> [Text section]:
The officer questions the teen, ready to document his or her identity in a database designed to help law enforcement track who is connected to a specific gang. But before the officer can file a card about the suspect's identity — complete with a photograph — he or she must find out the person's age.

When a child is 14 or under, an officer can't photograph or fingerprint the child without a court order, according to Utah law.

Police say those restrictions are making it problematic to document juvenile gang members at a time when gangs are recruiting increasingly younger protégés. Now the Governor's Gang Task Force is researching potential changes to the law, in part after the Salt Lake City police suggested the group take up the issue.

"A lot of times, kids give false information when you're just talking to them," said Salt Lake City police Deputy Chief Terry Fritz. "A change in law that would allow officers to photograph juveniles would help police on the street more quickly identify who they are interacting with."

Police could more easily direct children to gang-intervention programs if officers can identify them with photos, Fritz said.

But efforts to change the law could meet swift opposition from those who fear documenting juveniles could lead to falsely labeling them as gang members — a designation that could haunt them later in life, when they may have left bad associates behind.

> [Stored data]:

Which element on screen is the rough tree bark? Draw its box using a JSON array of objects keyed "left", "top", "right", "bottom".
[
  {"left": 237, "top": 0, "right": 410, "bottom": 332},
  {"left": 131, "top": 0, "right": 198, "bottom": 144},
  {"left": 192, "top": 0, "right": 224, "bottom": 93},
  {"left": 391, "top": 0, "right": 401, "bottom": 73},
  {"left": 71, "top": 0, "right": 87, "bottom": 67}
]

* * *

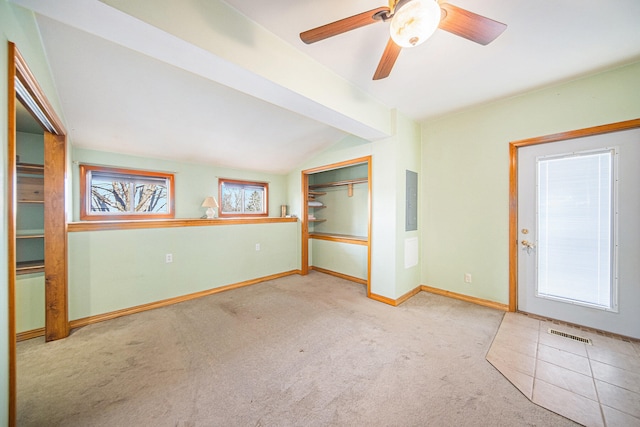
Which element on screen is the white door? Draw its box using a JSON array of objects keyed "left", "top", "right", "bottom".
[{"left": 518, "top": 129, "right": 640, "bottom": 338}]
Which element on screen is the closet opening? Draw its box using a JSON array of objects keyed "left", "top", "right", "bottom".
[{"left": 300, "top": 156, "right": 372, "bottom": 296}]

* * *

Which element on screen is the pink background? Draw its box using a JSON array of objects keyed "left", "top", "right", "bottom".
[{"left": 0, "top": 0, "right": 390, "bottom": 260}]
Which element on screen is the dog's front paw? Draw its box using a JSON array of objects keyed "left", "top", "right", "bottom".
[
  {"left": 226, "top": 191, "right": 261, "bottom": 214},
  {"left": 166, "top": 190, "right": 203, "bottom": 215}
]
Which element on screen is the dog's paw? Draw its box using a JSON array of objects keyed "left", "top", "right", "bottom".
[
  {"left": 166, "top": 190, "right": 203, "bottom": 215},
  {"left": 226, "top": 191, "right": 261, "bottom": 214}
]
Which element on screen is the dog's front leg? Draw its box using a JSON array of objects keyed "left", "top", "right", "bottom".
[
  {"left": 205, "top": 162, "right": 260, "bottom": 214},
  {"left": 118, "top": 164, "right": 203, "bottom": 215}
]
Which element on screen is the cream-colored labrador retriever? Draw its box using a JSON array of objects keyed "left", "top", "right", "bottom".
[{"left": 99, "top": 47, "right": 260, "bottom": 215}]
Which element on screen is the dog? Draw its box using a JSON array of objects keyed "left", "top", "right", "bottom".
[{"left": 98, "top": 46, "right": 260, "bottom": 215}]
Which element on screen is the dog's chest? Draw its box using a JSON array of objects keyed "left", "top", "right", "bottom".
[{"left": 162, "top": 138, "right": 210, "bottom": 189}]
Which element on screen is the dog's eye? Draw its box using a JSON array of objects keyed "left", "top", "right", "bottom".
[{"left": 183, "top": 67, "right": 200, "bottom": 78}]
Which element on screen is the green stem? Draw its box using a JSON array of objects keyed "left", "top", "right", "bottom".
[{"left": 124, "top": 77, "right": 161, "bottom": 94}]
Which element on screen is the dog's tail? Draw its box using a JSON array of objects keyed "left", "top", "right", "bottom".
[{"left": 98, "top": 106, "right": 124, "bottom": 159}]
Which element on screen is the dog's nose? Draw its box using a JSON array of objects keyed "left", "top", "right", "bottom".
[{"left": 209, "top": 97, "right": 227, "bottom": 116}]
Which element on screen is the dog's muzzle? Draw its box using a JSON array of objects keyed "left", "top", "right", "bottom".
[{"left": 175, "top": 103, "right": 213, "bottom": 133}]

> [Problem description]: Quote the part of the text on Utah's juvenile gang law that opens with the words containing "Police could more" and closes with "bad associates behind.". You won't need the listing for this.

> [Answer for this exercise]:
Police could more easily direct children to gang-intervention programs if officers can identify them with photos, Fritz said.

But efforts to change the law could meet swift opposition from those who fear documenting juveniles could lead to falsely labeling them as gang members — a designation that could haunt them later in life, when they may have left bad associates behind.